German objections to European Commission proposals for reform of EU fiscal rules centre on a proposed Debt Sustainability Analysis which would determine tailor-made debt reduction programmes for high-debt nations such as Italy and which Berlin argues is non-transparent and would allow Brussels too much leeway for cutting deals, European officials told MNI.

The Commission’s November 2022 Orientations Paper gave DSAs a central role in its proposed overhaul to make Stability and Growth Pact rules more flexible, but Germany and other countries in favour of fiscal orthodoxy doubt whether this approach would be compatible with EU legislation covering all members of the bloc.

“Germany questions whether DSA should play any role at all in the new system - and that is the key part of the Commission proposal,” one senior eurozone finance ministry official told MNI. “I am not sure it’s possible to replicate every aspect of that and that’s a problem for Germany because if DSA is not understood down to the last detail, then it’s not a rules-based system. And they have a point.”

Germany wants a minimum debt-reduction effort for all states, although it concedes that the existing Stability and Growth Pact rule under which countries with debt over the limit of 60% of GDP have to reduce the excess by 1/20th per year, is asking too much.

+++

REQUIREMENTS >>
[1] How would you put the sentence "And they have a point." from the article on EU fiscal rules into Spanish?
[2] Could you retype the part of the article on EU fiscal rules starting at "Germany wants a" and ending at "asking too much."?
These lines have no connection to the article.

[Source data]
+++

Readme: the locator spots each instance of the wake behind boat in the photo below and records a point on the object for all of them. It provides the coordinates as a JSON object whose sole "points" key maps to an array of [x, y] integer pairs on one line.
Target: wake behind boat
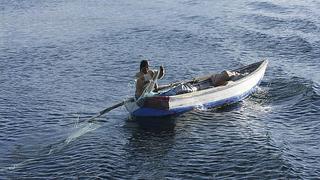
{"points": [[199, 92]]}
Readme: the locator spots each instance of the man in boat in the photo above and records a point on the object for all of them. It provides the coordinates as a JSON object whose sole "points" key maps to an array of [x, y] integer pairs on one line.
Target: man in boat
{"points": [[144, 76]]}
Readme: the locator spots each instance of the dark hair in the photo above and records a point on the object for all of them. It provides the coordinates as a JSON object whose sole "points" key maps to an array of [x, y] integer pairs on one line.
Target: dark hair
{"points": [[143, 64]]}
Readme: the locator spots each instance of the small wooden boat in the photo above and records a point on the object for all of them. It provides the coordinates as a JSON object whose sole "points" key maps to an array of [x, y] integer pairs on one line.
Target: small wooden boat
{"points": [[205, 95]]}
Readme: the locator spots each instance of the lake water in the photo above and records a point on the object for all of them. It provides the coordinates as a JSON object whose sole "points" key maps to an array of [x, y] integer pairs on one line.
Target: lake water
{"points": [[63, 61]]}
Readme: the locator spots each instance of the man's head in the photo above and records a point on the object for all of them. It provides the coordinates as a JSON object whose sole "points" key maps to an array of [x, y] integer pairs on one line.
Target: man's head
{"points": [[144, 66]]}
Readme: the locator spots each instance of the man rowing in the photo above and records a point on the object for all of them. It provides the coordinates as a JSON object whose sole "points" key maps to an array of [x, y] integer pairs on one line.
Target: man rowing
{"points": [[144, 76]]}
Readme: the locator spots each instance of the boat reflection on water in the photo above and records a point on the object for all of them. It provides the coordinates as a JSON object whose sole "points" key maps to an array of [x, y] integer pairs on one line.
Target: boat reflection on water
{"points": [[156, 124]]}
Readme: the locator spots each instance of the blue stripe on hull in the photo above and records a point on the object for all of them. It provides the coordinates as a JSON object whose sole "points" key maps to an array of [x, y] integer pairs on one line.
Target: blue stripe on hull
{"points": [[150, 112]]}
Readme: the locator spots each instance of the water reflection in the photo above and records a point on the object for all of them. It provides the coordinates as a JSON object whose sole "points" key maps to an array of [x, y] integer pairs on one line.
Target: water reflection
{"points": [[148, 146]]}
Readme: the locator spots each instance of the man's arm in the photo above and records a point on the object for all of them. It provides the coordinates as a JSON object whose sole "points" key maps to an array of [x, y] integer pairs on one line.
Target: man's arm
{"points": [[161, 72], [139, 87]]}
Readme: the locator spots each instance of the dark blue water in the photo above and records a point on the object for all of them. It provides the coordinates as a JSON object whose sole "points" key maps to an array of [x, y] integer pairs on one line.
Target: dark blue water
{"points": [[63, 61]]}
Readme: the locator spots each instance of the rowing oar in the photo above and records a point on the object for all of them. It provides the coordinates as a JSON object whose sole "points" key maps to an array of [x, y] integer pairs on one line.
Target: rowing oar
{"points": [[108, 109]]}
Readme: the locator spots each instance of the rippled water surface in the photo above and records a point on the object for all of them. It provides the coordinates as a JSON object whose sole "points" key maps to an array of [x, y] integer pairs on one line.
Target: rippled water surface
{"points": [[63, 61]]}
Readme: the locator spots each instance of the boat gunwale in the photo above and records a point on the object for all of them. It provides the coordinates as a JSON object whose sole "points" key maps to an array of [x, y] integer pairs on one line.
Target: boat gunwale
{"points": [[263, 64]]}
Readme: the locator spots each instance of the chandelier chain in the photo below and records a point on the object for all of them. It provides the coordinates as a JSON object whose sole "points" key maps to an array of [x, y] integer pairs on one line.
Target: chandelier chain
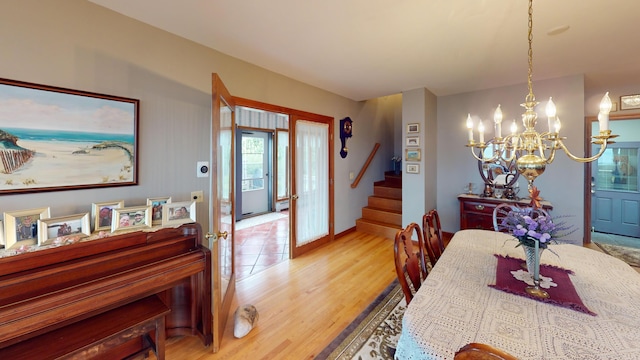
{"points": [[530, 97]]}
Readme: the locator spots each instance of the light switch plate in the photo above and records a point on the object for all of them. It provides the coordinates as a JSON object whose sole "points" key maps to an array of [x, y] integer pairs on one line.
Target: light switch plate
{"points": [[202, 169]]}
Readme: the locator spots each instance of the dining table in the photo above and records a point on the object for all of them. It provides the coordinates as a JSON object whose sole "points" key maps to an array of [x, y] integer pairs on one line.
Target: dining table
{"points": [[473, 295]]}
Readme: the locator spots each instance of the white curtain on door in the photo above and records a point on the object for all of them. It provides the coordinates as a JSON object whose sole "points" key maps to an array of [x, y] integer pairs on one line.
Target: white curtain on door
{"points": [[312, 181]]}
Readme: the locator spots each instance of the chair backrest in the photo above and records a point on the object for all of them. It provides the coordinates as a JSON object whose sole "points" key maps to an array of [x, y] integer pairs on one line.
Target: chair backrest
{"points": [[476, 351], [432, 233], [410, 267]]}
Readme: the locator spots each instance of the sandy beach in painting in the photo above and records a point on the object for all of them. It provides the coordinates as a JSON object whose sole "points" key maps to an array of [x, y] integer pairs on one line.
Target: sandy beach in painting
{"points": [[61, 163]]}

+++

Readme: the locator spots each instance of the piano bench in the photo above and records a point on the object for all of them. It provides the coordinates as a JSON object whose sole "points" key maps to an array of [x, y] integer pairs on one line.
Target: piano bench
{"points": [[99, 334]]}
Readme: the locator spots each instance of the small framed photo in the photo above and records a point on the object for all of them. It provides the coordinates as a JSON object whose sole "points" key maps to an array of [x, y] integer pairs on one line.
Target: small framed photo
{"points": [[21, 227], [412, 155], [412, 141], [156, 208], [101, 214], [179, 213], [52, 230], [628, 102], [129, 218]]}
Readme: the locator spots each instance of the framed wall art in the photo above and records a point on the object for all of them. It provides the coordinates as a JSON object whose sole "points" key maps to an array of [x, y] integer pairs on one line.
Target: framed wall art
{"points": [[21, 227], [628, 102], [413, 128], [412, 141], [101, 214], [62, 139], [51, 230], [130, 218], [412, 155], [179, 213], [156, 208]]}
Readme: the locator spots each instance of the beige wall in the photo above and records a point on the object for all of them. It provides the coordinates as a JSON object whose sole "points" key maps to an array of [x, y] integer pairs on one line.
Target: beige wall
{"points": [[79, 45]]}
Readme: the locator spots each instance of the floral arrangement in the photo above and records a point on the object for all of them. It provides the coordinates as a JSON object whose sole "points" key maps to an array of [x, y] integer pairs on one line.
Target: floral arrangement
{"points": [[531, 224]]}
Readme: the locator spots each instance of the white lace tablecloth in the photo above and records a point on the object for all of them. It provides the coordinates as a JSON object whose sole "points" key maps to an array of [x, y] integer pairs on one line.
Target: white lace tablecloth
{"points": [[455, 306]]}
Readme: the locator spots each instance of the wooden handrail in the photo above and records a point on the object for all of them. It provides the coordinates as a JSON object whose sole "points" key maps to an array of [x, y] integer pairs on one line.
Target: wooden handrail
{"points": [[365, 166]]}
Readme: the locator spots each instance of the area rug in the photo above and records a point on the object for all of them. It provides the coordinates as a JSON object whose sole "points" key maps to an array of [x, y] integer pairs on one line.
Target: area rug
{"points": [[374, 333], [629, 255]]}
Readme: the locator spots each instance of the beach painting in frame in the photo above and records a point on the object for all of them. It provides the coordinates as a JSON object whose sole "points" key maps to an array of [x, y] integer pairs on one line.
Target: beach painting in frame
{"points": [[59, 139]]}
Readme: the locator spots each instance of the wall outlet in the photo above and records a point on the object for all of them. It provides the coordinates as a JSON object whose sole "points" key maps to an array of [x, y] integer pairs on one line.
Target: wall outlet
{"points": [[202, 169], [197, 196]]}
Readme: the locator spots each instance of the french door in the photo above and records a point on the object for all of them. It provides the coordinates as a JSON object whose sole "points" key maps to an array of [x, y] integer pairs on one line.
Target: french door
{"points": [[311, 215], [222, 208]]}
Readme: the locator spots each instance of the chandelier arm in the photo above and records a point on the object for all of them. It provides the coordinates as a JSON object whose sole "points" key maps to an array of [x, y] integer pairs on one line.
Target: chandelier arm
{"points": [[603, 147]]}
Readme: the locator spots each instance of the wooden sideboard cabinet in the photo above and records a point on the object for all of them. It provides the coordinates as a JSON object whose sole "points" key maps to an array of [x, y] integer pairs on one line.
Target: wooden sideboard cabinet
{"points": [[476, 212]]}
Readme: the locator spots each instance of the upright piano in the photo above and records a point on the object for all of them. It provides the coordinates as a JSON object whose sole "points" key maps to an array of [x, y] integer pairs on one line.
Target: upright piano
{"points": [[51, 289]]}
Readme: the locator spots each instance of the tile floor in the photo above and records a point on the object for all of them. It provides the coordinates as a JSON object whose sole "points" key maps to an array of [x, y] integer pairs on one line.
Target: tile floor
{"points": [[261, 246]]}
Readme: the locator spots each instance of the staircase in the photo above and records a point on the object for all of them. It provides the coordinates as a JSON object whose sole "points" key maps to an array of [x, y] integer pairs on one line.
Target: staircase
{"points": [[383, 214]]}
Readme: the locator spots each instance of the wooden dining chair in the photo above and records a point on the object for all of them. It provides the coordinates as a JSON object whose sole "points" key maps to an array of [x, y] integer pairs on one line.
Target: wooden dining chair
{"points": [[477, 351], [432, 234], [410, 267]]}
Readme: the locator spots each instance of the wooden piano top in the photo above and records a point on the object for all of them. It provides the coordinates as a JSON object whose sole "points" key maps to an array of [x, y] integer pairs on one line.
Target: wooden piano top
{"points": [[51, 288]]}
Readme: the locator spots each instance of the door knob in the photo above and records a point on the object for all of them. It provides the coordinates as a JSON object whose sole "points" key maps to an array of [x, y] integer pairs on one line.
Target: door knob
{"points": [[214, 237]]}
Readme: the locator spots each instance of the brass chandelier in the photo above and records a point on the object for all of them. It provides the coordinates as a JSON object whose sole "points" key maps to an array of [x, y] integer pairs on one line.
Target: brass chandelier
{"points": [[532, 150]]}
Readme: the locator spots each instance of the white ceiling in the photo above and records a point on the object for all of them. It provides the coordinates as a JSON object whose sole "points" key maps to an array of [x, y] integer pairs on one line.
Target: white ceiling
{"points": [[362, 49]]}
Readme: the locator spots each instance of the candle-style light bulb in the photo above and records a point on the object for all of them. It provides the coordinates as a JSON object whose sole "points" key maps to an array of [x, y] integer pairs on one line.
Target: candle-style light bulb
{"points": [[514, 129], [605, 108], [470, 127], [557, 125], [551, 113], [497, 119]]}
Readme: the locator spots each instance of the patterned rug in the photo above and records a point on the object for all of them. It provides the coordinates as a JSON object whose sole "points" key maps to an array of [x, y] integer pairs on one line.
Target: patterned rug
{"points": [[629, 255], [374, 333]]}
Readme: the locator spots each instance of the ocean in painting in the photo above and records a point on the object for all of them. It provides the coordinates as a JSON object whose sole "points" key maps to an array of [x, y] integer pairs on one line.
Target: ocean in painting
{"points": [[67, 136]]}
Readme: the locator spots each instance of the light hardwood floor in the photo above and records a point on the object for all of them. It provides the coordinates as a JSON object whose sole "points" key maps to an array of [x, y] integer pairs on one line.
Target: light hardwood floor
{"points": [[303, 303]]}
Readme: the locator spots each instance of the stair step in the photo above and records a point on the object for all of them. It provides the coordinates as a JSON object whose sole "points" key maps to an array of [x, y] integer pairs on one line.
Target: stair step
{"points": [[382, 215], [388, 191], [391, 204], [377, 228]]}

+++

THE RESULTS >>
[1] Y tienen razón.

[2]
Germany wants a minimum debt-reduction effort for all states, although it concedes that the existing Stability and Growth Pact rule under which countries with debt over the limit of 60% of GDP have to reduce the excess by 1/20th per year, is asking too much.